JAKARTA -- Para pelaku Usaha Mikro, Kecil dan Menengah (UMKM) meminta pemerintah membatasi masuknya produk impor. Dengan begitu, produk UMKM bisa berjaya di dalam negeri.

Edison, salah satu pelaku UMKM asal Sumatera Barat (Sumbar) menyampaikan  harapan tersebut lantaran prihatin menyaksikan produk UMKM dari sisi proses produksi kalah dibanding produk impor. Menurutnya kekalahan saing terjadi karena produk impor lebih menggunakan teknologi.

"Sebaiknya barang-barang impor dibatasi masuk ke negara kita. Itu harapan kami. Kita kalahnya kan di SDM saja? Mereka kan tenaga mesin, kalau kita tenaga manusia," katanya ketika dijumpai di toko sepatunya  di kawasan Tanah Abang, Jakarta, Jumat (4/8/2023) pagi.

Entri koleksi
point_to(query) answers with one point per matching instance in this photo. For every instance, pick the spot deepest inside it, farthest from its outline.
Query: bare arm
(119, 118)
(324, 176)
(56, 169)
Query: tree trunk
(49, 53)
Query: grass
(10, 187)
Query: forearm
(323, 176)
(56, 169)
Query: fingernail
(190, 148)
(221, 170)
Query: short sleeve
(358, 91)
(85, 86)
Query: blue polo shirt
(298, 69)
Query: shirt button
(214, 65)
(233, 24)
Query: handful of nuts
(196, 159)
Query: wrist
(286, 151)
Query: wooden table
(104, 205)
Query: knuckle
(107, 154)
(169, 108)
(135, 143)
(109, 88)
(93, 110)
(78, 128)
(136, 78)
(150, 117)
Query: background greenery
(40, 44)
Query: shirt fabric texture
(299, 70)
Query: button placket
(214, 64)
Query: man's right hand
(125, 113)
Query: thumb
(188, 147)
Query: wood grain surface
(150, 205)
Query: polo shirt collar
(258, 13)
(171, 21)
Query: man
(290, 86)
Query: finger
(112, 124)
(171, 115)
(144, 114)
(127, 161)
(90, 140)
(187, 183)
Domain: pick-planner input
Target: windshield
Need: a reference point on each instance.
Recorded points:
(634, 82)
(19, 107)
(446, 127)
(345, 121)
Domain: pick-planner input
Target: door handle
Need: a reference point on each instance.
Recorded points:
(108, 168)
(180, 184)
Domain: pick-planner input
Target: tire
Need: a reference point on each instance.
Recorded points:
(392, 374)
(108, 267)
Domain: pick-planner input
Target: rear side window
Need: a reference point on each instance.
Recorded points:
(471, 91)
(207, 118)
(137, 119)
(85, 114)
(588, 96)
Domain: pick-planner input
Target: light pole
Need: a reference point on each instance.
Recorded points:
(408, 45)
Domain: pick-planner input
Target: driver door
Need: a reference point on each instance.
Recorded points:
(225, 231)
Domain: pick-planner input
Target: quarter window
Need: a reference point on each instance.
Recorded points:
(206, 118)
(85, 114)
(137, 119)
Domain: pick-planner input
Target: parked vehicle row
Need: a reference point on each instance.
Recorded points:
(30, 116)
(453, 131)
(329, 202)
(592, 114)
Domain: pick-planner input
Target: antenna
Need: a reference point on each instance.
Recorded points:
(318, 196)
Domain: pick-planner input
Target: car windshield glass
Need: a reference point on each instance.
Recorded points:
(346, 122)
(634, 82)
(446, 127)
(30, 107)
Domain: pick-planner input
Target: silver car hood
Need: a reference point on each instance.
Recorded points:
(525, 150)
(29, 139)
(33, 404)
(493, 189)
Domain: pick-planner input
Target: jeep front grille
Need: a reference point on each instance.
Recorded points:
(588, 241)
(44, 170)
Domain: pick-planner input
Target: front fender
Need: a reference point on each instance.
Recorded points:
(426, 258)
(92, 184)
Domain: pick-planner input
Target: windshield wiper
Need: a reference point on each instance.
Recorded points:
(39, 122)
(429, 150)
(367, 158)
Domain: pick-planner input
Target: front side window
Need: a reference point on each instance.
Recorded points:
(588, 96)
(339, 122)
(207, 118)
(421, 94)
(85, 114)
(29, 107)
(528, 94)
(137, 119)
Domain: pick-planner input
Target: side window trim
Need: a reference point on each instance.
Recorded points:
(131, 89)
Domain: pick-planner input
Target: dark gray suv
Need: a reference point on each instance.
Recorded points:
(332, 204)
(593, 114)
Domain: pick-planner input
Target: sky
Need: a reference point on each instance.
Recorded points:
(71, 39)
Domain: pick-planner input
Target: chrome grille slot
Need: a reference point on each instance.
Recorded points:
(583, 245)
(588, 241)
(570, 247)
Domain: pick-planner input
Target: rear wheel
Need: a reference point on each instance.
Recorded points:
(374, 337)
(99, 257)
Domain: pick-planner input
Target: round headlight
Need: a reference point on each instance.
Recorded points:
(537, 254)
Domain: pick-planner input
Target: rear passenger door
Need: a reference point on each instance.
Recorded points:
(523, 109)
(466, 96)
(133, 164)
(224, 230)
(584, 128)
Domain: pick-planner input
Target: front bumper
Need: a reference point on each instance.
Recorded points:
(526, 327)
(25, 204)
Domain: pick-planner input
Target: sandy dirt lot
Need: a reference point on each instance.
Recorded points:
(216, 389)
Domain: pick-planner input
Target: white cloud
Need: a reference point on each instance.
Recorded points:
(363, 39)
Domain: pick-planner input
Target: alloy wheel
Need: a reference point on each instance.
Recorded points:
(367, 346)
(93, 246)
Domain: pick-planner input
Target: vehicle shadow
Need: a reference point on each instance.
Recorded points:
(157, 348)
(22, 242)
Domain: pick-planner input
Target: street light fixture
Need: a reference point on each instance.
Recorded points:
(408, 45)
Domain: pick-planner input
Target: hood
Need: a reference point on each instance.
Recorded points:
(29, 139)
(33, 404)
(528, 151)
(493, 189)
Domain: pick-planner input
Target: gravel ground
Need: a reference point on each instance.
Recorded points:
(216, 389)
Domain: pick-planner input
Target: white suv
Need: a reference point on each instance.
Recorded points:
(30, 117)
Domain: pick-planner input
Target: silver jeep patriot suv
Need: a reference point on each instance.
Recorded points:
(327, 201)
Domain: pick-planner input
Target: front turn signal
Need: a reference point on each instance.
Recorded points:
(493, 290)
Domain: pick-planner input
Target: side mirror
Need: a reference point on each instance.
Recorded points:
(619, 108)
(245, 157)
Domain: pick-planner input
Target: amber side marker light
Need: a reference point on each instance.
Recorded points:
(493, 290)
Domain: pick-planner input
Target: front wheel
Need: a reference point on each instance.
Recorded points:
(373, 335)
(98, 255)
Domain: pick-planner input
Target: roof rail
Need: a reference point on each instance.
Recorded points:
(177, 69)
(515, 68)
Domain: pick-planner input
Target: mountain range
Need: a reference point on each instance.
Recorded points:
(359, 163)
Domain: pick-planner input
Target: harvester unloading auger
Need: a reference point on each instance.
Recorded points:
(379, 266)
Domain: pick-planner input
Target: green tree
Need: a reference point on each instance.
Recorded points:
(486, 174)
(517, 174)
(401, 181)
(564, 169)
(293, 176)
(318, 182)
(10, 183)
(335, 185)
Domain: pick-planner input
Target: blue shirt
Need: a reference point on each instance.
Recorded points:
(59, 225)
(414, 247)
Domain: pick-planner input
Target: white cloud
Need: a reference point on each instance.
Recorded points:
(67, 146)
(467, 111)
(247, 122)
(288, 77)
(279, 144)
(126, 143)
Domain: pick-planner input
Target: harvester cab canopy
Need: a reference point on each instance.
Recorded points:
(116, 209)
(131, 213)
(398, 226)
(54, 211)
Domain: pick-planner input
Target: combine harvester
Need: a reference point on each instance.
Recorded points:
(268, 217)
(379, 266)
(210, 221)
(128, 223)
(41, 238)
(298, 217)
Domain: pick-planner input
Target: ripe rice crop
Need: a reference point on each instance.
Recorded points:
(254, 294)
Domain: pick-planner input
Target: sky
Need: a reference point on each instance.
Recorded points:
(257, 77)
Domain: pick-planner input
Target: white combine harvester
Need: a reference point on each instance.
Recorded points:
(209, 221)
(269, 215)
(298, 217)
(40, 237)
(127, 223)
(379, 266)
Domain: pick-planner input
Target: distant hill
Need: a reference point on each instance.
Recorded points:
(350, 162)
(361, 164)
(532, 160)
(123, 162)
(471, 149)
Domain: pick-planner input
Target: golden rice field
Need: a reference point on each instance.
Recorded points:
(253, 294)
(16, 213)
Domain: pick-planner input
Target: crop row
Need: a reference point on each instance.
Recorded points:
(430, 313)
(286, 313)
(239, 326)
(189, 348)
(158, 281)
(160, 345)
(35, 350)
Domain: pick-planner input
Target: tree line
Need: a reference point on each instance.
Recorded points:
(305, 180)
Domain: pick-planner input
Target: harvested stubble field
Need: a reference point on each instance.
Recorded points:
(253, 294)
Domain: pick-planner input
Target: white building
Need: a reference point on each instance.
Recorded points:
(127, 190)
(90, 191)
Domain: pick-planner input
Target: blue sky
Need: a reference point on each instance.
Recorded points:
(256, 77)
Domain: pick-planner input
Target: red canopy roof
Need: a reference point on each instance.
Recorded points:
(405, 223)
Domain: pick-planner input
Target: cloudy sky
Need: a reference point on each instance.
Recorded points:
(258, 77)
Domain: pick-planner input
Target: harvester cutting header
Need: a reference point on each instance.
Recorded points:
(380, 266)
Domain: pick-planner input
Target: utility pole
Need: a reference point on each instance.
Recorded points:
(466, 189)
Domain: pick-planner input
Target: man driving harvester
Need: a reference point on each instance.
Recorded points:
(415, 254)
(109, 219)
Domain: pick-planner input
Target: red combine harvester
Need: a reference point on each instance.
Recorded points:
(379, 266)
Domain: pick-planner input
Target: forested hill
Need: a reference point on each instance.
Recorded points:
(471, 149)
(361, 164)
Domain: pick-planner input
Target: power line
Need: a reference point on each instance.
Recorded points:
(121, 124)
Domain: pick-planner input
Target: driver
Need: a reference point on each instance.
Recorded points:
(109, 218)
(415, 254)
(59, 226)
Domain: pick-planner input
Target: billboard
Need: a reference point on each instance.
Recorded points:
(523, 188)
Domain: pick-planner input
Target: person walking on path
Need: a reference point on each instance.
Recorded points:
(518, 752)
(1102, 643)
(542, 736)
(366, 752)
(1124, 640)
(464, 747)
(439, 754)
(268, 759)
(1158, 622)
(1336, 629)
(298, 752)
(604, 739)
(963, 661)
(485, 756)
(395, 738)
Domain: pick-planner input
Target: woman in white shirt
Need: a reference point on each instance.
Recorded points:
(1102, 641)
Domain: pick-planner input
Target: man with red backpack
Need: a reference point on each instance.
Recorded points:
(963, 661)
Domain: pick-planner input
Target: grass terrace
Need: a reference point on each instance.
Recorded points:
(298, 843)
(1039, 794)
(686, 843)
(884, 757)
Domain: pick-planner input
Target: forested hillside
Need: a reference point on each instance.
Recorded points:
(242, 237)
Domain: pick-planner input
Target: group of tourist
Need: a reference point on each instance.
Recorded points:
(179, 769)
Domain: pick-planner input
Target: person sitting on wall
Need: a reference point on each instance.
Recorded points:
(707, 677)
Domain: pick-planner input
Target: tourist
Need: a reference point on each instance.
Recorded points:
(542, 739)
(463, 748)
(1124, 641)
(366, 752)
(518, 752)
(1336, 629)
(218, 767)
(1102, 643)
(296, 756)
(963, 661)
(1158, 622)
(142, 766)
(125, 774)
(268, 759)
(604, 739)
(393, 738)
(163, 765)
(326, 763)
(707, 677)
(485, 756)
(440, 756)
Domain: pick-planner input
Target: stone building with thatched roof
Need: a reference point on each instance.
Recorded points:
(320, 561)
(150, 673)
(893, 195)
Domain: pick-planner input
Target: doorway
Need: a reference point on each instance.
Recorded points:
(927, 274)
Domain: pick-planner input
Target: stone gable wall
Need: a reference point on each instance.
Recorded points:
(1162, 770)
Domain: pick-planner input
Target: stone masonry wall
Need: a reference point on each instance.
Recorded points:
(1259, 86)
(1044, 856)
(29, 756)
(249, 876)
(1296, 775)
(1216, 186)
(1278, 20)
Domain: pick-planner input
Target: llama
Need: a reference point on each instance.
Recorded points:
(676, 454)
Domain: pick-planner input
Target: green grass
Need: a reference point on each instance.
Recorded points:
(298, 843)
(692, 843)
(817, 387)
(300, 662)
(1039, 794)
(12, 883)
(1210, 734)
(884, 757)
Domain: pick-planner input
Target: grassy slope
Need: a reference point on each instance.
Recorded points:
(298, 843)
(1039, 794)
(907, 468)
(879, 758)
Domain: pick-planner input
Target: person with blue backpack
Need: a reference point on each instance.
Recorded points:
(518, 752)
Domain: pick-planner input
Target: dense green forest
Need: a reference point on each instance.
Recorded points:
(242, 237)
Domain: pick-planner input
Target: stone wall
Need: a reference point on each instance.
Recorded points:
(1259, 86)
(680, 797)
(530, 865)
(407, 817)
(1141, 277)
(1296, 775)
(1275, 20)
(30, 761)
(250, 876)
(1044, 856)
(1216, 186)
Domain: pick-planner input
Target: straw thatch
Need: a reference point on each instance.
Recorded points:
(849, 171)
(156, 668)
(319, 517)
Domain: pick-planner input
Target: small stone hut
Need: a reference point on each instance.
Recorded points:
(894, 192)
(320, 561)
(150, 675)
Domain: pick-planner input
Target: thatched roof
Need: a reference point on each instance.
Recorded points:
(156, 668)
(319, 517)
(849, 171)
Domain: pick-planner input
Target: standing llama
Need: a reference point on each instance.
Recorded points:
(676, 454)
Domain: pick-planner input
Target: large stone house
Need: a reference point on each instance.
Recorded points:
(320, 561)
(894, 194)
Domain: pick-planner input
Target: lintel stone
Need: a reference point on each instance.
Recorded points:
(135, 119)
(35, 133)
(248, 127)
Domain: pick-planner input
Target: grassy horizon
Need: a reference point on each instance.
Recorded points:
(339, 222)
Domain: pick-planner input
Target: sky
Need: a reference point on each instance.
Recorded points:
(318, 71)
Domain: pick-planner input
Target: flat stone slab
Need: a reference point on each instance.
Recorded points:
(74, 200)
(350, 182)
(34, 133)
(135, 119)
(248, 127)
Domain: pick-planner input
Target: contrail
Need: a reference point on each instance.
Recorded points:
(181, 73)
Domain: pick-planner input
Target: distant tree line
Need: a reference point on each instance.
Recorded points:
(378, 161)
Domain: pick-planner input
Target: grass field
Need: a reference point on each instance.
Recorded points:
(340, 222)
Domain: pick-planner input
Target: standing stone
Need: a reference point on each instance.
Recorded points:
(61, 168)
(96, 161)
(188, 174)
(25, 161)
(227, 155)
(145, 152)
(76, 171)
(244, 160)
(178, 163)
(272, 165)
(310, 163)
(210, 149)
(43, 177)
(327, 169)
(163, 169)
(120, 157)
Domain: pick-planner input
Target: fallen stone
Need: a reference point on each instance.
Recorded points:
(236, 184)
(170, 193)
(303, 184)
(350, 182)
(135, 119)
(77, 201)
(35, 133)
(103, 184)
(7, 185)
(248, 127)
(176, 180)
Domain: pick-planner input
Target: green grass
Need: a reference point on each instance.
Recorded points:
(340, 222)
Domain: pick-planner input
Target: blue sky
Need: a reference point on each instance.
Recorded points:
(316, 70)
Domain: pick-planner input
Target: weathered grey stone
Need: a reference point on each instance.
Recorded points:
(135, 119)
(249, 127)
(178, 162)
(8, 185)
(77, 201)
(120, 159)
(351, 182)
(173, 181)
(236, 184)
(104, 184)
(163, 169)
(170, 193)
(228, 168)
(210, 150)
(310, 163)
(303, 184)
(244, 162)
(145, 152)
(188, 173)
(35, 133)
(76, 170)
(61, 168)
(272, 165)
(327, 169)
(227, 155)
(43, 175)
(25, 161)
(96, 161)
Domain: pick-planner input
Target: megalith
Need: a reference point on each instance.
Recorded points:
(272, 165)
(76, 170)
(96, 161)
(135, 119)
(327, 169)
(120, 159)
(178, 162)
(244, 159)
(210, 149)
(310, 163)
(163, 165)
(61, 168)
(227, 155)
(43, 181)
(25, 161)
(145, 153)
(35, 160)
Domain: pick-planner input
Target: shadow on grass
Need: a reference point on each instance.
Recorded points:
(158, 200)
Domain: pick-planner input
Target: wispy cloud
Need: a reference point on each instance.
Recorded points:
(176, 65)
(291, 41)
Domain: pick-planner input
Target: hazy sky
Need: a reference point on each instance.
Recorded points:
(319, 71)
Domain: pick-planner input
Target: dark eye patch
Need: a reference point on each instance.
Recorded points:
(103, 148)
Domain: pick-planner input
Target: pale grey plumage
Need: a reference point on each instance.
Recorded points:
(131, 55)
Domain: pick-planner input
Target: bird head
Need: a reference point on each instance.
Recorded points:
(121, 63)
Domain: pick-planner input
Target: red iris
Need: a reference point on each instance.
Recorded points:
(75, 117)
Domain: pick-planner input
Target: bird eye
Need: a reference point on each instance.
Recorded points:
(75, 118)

Pekerjaan yang Diminta.
Tolong jawab pertanyaan berikut berdasarkan artikel tentang UMKM di atas.
1. Apa yang diminta para pelaku UMKM kepada pemerintah?
2. Menurut Edison, mengapa produk UMKM kalah dibanding produk impor?
3. Di kawasan mana toko sepatu Edison berada?

Jawaban Soal.
1. Membatasi masuknya produk impor.
2. Karena produk impor lebih menggunakan teknologi.
3. Di kawasan Tanah Abang, Jakarta.